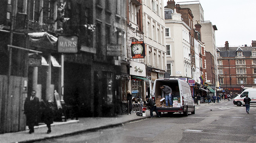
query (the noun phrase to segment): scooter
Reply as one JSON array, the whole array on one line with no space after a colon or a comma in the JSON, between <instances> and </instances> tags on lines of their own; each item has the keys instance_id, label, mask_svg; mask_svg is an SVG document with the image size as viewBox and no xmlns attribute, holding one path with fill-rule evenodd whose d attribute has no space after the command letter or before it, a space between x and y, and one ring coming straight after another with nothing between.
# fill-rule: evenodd
<instances>
[{"instance_id":1,"label":"scooter","mask_svg":"<svg viewBox=\"0 0 256 143\"><path fill-rule=\"evenodd\" d=\"M142 102L142 100L141 99L140 97L139 97L140 99L140 101L141 103L141 108L140 109L141 112L137 112L136 113L136 115L140 116L142 116L142 113L145 113L145 111L147 110L147 107L143 107L143 102Z\"/></svg>"}]
</instances>

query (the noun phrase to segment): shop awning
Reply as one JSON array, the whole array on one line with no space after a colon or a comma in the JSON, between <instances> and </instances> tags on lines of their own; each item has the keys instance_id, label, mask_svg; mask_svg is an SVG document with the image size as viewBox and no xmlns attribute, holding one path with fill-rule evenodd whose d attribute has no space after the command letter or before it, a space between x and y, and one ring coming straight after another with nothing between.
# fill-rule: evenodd
<instances>
[{"instance_id":1,"label":"shop awning","mask_svg":"<svg viewBox=\"0 0 256 143\"><path fill-rule=\"evenodd\" d=\"M199 89L202 91L204 91L205 92L206 92L206 93L209 93L211 92L211 91L209 91L209 90L208 91L208 89L205 89L203 88L201 88Z\"/></svg>"},{"instance_id":2,"label":"shop awning","mask_svg":"<svg viewBox=\"0 0 256 143\"><path fill-rule=\"evenodd\" d=\"M146 78L143 77L139 77L132 76L131 77L132 78L134 77L135 78L143 80L149 80L149 79L148 79L147 78Z\"/></svg>"},{"instance_id":3,"label":"shop awning","mask_svg":"<svg viewBox=\"0 0 256 143\"><path fill-rule=\"evenodd\" d=\"M153 69L152 70L154 71L154 72L157 72L158 73L161 73L161 72L160 72L160 71L159 71L158 70L155 70L155 69Z\"/></svg>"},{"instance_id":4,"label":"shop awning","mask_svg":"<svg viewBox=\"0 0 256 143\"><path fill-rule=\"evenodd\" d=\"M214 90L211 87L209 86L207 86L207 88L209 89L209 90L212 93L214 93L215 92L215 91L214 91Z\"/></svg>"}]
</instances>

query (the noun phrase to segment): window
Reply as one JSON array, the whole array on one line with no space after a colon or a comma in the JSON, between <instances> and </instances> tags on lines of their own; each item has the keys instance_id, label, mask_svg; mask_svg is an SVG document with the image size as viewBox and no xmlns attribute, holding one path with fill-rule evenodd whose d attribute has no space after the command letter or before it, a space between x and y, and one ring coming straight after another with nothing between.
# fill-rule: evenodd
<instances>
[{"instance_id":1,"label":"window","mask_svg":"<svg viewBox=\"0 0 256 143\"><path fill-rule=\"evenodd\" d=\"M252 55L253 56L256 56L256 52L253 52Z\"/></svg>"},{"instance_id":2,"label":"window","mask_svg":"<svg viewBox=\"0 0 256 143\"><path fill-rule=\"evenodd\" d=\"M218 80L219 81L219 82L220 83L220 84L221 85L223 84L223 78L218 78Z\"/></svg>"},{"instance_id":3,"label":"window","mask_svg":"<svg viewBox=\"0 0 256 143\"><path fill-rule=\"evenodd\" d=\"M236 61L237 65L245 65L245 61L244 60L237 60Z\"/></svg>"},{"instance_id":4,"label":"window","mask_svg":"<svg viewBox=\"0 0 256 143\"><path fill-rule=\"evenodd\" d=\"M105 1L106 2L106 10L110 10L110 0L106 0L106 1Z\"/></svg>"},{"instance_id":5,"label":"window","mask_svg":"<svg viewBox=\"0 0 256 143\"><path fill-rule=\"evenodd\" d=\"M111 43L111 26L106 24L106 43L107 44Z\"/></svg>"},{"instance_id":6,"label":"window","mask_svg":"<svg viewBox=\"0 0 256 143\"><path fill-rule=\"evenodd\" d=\"M242 52L237 52L237 56L242 56Z\"/></svg>"},{"instance_id":7,"label":"window","mask_svg":"<svg viewBox=\"0 0 256 143\"><path fill-rule=\"evenodd\" d=\"M171 45L166 45L166 55L171 56Z\"/></svg>"},{"instance_id":8,"label":"window","mask_svg":"<svg viewBox=\"0 0 256 143\"><path fill-rule=\"evenodd\" d=\"M237 84L246 84L246 78L244 77L237 78Z\"/></svg>"},{"instance_id":9,"label":"window","mask_svg":"<svg viewBox=\"0 0 256 143\"><path fill-rule=\"evenodd\" d=\"M161 43L161 36L160 35L160 31L159 31L159 29L158 28L157 28L157 38L158 38L157 39L158 39L158 42L159 43Z\"/></svg>"},{"instance_id":10,"label":"window","mask_svg":"<svg viewBox=\"0 0 256 143\"><path fill-rule=\"evenodd\" d=\"M218 68L218 75L222 75L223 74L223 69L222 68Z\"/></svg>"},{"instance_id":11,"label":"window","mask_svg":"<svg viewBox=\"0 0 256 143\"><path fill-rule=\"evenodd\" d=\"M155 35L155 26L154 25L153 25L153 26L152 27L152 34L153 34L153 39L154 40L156 40L156 36Z\"/></svg>"},{"instance_id":12,"label":"window","mask_svg":"<svg viewBox=\"0 0 256 143\"><path fill-rule=\"evenodd\" d=\"M170 33L169 33L170 30L170 28L165 28L165 37L168 37L170 36Z\"/></svg>"},{"instance_id":13,"label":"window","mask_svg":"<svg viewBox=\"0 0 256 143\"><path fill-rule=\"evenodd\" d=\"M151 57L150 55L151 55L151 52L150 51L149 51L149 65L150 65L150 57Z\"/></svg>"},{"instance_id":14,"label":"window","mask_svg":"<svg viewBox=\"0 0 256 143\"><path fill-rule=\"evenodd\" d=\"M246 74L245 68L237 68L237 74Z\"/></svg>"},{"instance_id":15,"label":"window","mask_svg":"<svg viewBox=\"0 0 256 143\"><path fill-rule=\"evenodd\" d=\"M171 64L170 63L167 64L167 72L171 74Z\"/></svg>"}]
</instances>

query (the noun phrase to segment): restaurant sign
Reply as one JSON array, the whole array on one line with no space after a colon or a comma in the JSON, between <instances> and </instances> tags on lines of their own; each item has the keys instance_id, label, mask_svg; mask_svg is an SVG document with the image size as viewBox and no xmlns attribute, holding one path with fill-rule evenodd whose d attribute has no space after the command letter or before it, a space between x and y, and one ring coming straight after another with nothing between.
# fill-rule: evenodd
<instances>
[{"instance_id":1,"label":"restaurant sign","mask_svg":"<svg viewBox=\"0 0 256 143\"><path fill-rule=\"evenodd\" d=\"M144 58L146 56L146 48L144 41L133 41L131 44L133 59Z\"/></svg>"},{"instance_id":2,"label":"restaurant sign","mask_svg":"<svg viewBox=\"0 0 256 143\"><path fill-rule=\"evenodd\" d=\"M78 37L76 36L60 36L58 37L58 52L76 53L78 52Z\"/></svg>"}]
</instances>

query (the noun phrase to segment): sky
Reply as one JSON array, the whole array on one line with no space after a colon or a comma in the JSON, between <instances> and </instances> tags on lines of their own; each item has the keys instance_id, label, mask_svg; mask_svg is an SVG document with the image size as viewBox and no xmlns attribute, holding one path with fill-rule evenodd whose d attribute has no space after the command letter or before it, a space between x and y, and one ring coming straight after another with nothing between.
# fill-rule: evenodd
<instances>
[{"instance_id":1,"label":"sky","mask_svg":"<svg viewBox=\"0 0 256 143\"><path fill-rule=\"evenodd\" d=\"M174 0L175 3L197 1ZM228 41L230 47L242 46L245 44L249 46L251 46L252 40L256 41L256 0L197 1L204 10L204 21L210 21L217 27L215 37L217 47L224 46L226 41ZM164 0L164 6L167 5L167 1Z\"/></svg>"}]
</instances>

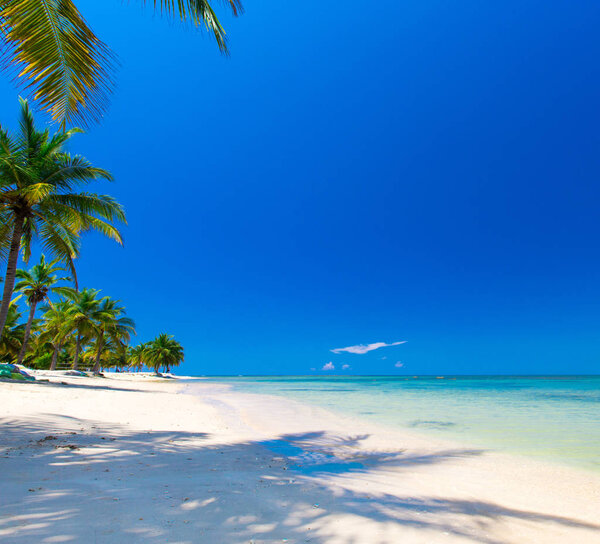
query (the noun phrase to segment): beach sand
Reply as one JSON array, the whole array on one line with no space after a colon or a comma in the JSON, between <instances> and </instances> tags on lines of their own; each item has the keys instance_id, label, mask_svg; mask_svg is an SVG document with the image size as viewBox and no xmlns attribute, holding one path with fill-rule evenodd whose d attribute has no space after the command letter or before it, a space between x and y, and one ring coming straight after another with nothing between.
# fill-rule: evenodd
<instances>
[{"instance_id":1,"label":"beach sand","mask_svg":"<svg viewBox=\"0 0 600 544\"><path fill-rule=\"evenodd\" d=\"M600 543L600 475L225 385L0 383L3 543Z\"/></svg>"}]
</instances>

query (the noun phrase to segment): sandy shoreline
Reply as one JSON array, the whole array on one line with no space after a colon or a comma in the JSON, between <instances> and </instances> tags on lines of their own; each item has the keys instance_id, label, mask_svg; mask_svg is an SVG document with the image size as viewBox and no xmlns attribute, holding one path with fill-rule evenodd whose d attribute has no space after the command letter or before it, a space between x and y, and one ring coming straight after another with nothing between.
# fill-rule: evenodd
<instances>
[{"instance_id":1,"label":"sandy shoreline","mask_svg":"<svg viewBox=\"0 0 600 544\"><path fill-rule=\"evenodd\" d=\"M600 543L600 476L226 386L0 384L2 542Z\"/></svg>"}]
</instances>

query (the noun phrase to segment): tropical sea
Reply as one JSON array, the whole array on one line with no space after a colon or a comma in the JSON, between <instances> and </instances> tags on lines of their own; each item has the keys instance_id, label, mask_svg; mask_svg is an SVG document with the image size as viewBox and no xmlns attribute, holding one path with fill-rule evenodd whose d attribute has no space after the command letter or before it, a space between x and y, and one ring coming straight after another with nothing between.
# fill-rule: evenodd
<instances>
[{"instance_id":1,"label":"tropical sea","mask_svg":"<svg viewBox=\"0 0 600 544\"><path fill-rule=\"evenodd\" d=\"M600 376L206 379L378 424L600 471Z\"/></svg>"}]
</instances>

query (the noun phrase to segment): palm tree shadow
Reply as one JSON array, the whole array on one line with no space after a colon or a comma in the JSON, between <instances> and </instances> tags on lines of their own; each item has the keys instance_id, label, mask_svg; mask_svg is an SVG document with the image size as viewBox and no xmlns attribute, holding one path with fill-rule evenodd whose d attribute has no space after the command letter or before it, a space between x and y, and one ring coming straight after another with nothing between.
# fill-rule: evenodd
<instances>
[{"instance_id":1,"label":"palm tree shadow","mask_svg":"<svg viewBox=\"0 0 600 544\"><path fill-rule=\"evenodd\" d=\"M219 443L206 433L135 432L52 415L0 421L0 433L3 473L11 476L4 478L0 497L3 542L52 537L151 544L326 543L333 539L331 521L342 519L485 544L500 544L490 534L505 520L572 527L600 537L599 525L485 501L330 485L357 472L411 469L472 457L479 450L421 456L365 452L358 446L366 435L326 432ZM371 542L394 542L386 538ZM336 540L360 541L339 535Z\"/></svg>"}]
</instances>

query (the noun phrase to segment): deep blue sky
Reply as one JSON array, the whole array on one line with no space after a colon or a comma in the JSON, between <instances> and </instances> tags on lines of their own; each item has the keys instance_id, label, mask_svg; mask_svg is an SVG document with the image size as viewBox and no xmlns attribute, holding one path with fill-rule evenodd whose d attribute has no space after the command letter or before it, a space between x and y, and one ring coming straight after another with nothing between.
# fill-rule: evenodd
<instances>
[{"instance_id":1,"label":"deep blue sky","mask_svg":"<svg viewBox=\"0 0 600 544\"><path fill-rule=\"evenodd\" d=\"M130 223L80 279L140 340L173 333L182 371L600 370L597 1L247 0L220 11L230 58L78 5L121 68L73 151Z\"/></svg>"}]
</instances>

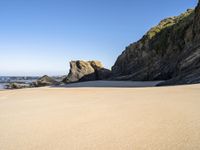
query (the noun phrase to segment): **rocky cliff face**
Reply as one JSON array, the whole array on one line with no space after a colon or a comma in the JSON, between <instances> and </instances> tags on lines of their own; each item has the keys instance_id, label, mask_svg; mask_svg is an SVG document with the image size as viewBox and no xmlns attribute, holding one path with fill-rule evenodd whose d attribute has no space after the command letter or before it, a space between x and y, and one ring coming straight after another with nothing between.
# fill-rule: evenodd
<instances>
[{"instance_id":1,"label":"rocky cliff face","mask_svg":"<svg viewBox=\"0 0 200 150\"><path fill-rule=\"evenodd\" d=\"M200 4L162 20L128 46L112 67L118 80L200 82Z\"/></svg>"},{"instance_id":2,"label":"rocky cliff face","mask_svg":"<svg viewBox=\"0 0 200 150\"><path fill-rule=\"evenodd\" d=\"M71 61L70 71L65 83L108 79L111 71L105 69L100 61Z\"/></svg>"}]
</instances>

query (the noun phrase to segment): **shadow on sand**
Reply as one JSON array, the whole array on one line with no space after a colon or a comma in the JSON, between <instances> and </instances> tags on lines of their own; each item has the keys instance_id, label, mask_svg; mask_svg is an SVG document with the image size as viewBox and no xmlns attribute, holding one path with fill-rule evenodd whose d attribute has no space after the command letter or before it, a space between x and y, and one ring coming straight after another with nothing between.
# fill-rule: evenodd
<instances>
[{"instance_id":1,"label":"shadow on sand","mask_svg":"<svg viewBox=\"0 0 200 150\"><path fill-rule=\"evenodd\" d=\"M130 88L130 87L155 87L163 81L87 81L76 82L65 85L52 86L56 88Z\"/></svg>"}]
</instances>

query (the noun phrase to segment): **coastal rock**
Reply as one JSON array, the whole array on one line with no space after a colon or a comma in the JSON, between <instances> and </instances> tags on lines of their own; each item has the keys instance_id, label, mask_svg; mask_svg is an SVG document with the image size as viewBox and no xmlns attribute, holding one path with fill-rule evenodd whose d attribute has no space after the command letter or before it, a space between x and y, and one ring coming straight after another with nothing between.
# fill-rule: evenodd
<instances>
[{"instance_id":1,"label":"coastal rock","mask_svg":"<svg viewBox=\"0 0 200 150\"><path fill-rule=\"evenodd\" d=\"M128 46L112 67L115 80L200 82L200 4L162 20ZM167 83L169 83L166 82Z\"/></svg>"},{"instance_id":2,"label":"coastal rock","mask_svg":"<svg viewBox=\"0 0 200 150\"><path fill-rule=\"evenodd\" d=\"M50 86L50 85L58 85L59 82L54 80L53 78L45 75L39 78L36 82L33 83L33 87L41 87L41 86Z\"/></svg>"},{"instance_id":3,"label":"coastal rock","mask_svg":"<svg viewBox=\"0 0 200 150\"><path fill-rule=\"evenodd\" d=\"M103 68L100 61L71 61L68 76L65 83L78 81L104 80L109 78L111 71Z\"/></svg>"},{"instance_id":4,"label":"coastal rock","mask_svg":"<svg viewBox=\"0 0 200 150\"><path fill-rule=\"evenodd\" d=\"M6 89L23 89L23 88L30 88L30 84L25 83L9 83L5 86Z\"/></svg>"}]
</instances>

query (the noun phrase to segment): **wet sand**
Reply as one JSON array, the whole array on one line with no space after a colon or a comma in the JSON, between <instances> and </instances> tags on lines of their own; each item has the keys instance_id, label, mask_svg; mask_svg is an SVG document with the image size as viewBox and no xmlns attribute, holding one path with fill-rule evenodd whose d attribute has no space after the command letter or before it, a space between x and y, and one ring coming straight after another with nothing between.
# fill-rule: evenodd
<instances>
[{"instance_id":1,"label":"wet sand","mask_svg":"<svg viewBox=\"0 0 200 150\"><path fill-rule=\"evenodd\" d=\"M0 150L198 150L200 85L0 91Z\"/></svg>"}]
</instances>

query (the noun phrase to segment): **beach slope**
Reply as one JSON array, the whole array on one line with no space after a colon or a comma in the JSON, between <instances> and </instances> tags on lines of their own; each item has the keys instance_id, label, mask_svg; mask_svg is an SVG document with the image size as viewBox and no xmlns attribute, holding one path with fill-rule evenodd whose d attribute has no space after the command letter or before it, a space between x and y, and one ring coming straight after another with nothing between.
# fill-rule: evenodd
<instances>
[{"instance_id":1,"label":"beach slope","mask_svg":"<svg viewBox=\"0 0 200 150\"><path fill-rule=\"evenodd\" d=\"M0 91L1 150L197 150L200 85Z\"/></svg>"}]
</instances>

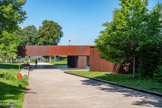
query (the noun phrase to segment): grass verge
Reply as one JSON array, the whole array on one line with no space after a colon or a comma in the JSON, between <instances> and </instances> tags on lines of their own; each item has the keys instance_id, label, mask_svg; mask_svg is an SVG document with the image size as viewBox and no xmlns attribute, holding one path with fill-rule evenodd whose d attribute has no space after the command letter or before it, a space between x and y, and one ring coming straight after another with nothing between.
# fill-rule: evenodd
<instances>
[{"instance_id":1,"label":"grass verge","mask_svg":"<svg viewBox=\"0 0 162 108\"><path fill-rule=\"evenodd\" d=\"M54 65L67 65L67 61L52 61L50 63Z\"/></svg>"},{"instance_id":2,"label":"grass verge","mask_svg":"<svg viewBox=\"0 0 162 108\"><path fill-rule=\"evenodd\" d=\"M8 68L8 69L4 69ZM9 103L14 102L14 108L22 108L28 76L17 79L18 64L0 64L0 108L9 108ZM22 87L18 87L21 84Z\"/></svg>"},{"instance_id":3,"label":"grass verge","mask_svg":"<svg viewBox=\"0 0 162 108\"><path fill-rule=\"evenodd\" d=\"M98 78L107 81L120 83L141 89L156 91L162 93L162 83L153 78L136 77L132 79L131 74L113 74L110 72L69 72L76 75L88 76L91 78Z\"/></svg>"}]
</instances>

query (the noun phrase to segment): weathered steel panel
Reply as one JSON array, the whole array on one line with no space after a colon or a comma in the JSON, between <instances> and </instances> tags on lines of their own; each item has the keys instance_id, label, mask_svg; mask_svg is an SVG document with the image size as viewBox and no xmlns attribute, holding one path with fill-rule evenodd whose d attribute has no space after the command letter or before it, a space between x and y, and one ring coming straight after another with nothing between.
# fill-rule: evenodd
<instances>
[{"instance_id":1,"label":"weathered steel panel","mask_svg":"<svg viewBox=\"0 0 162 108\"><path fill-rule=\"evenodd\" d=\"M119 71L120 65L101 59L99 54L100 52L96 48L90 48L90 71L114 73Z\"/></svg>"},{"instance_id":2,"label":"weathered steel panel","mask_svg":"<svg viewBox=\"0 0 162 108\"><path fill-rule=\"evenodd\" d=\"M86 66L87 66L87 56L78 56L77 68L85 69Z\"/></svg>"},{"instance_id":3,"label":"weathered steel panel","mask_svg":"<svg viewBox=\"0 0 162 108\"><path fill-rule=\"evenodd\" d=\"M19 46L19 56L52 56L52 55L67 55L78 56L85 55L90 56L91 46Z\"/></svg>"}]
</instances>

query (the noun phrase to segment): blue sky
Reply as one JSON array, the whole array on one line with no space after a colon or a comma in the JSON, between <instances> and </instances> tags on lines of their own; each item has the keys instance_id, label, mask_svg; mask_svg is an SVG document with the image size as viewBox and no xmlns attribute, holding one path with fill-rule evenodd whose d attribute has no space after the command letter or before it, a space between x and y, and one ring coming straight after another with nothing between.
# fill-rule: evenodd
<instances>
[{"instance_id":1,"label":"blue sky","mask_svg":"<svg viewBox=\"0 0 162 108\"><path fill-rule=\"evenodd\" d=\"M162 0L148 0L151 8ZM53 20L62 26L64 36L59 45L94 45L101 25L112 20L113 11L119 8L119 0L27 0L24 10L27 19L20 27L35 25L43 20Z\"/></svg>"}]
</instances>

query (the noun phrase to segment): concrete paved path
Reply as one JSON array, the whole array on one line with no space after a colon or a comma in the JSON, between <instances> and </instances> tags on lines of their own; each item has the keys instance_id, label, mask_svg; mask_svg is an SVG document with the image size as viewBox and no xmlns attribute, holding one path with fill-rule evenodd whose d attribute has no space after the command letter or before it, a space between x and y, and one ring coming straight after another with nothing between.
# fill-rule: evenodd
<instances>
[{"instance_id":1,"label":"concrete paved path","mask_svg":"<svg viewBox=\"0 0 162 108\"><path fill-rule=\"evenodd\" d=\"M162 108L162 97L64 73L30 71L23 108Z\"/></svg>"}]
</instances>

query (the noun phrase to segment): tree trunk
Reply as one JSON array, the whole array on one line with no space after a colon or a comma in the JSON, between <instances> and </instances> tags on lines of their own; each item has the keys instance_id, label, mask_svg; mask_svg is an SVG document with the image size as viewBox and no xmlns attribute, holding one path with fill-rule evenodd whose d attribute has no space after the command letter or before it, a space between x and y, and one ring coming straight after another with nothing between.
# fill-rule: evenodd
<instances>
[{"instance_id":1,"label":"tree trunk","mask_svg":"<svg viewBox=\"0 0 162 108\"><path fill-rule=\"evenodd\" d=\"M49 56L49 62L51 62L52 61L52 58L51 58L51 56Z\"/></svg>"},{"instance_id":2,"label":"tree trunk","mask_svg":"<svg viewBox=\"0 0 162 108\"><path fill-rule=\"evenodd\" d=\"M28 62L31 62L30 56L28 57Z\"/></svg>"},{"instance_id":3,"label":"tree trunk","mask_svg":"<svg viewBox=\"0 0 162 108\"><path fill-rule=\"evenodd\" d=\"M136 61L135 61L135 54L133 55L133 79L134 79L134 77L135 77L135 71L136 71Z\"/></svg>"}]
</instances>

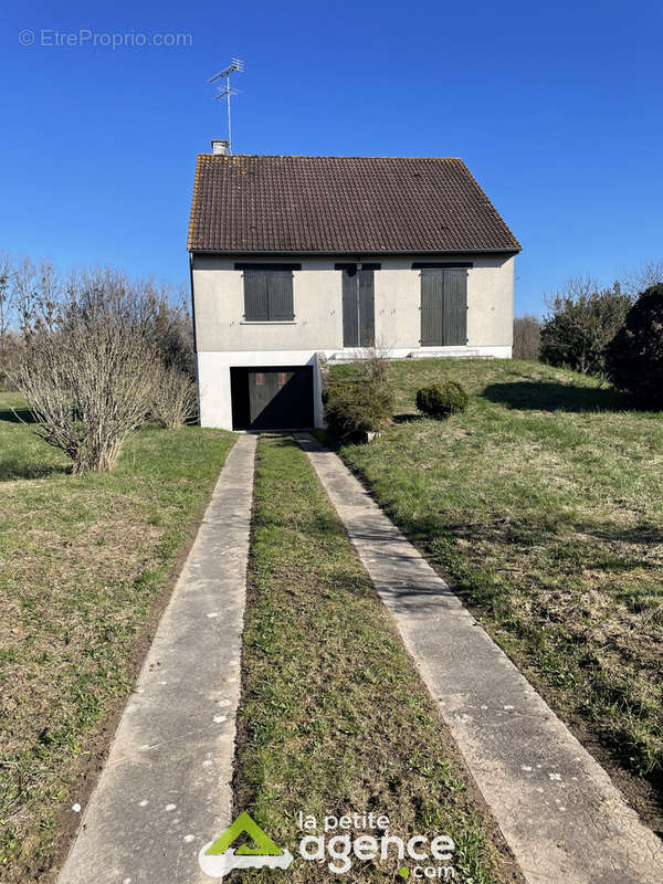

__Given problem__: Gather every line of the data above that contains the string "blue" and copy each one in full. The match is case-sensitive.

__Worked answer__:
query (the noun phrase to segment): deep blue sky
[{"instance_id":1,"label":"deep blue sky","mask_svg":"<svg viewBox=\"0 0 600 544\"><path fill-rule=\"evenodd\" d=\"M130 223L80 279L140 340L173 333L182 371L600 370L597 1L247 0L220 11L230 58L78 5L121 68L73 151Z\"/></svg>"}]
query (the noun phrase to segment): blue sky
[{"instance_id":1,"label":"blue sky","mask_svg":"<svg viewBox=\"0 0 162 108\"><path fill-rule=\"evenodd\" d=\"M162 0L148 0L151 8ZM53 20L62 26L64 36L59 45L94 45L101 25L112 20L113 11L119 8L119 0L27 0L24 10L27 19L20 27L35 25L43 20Z\"/></svg>"}]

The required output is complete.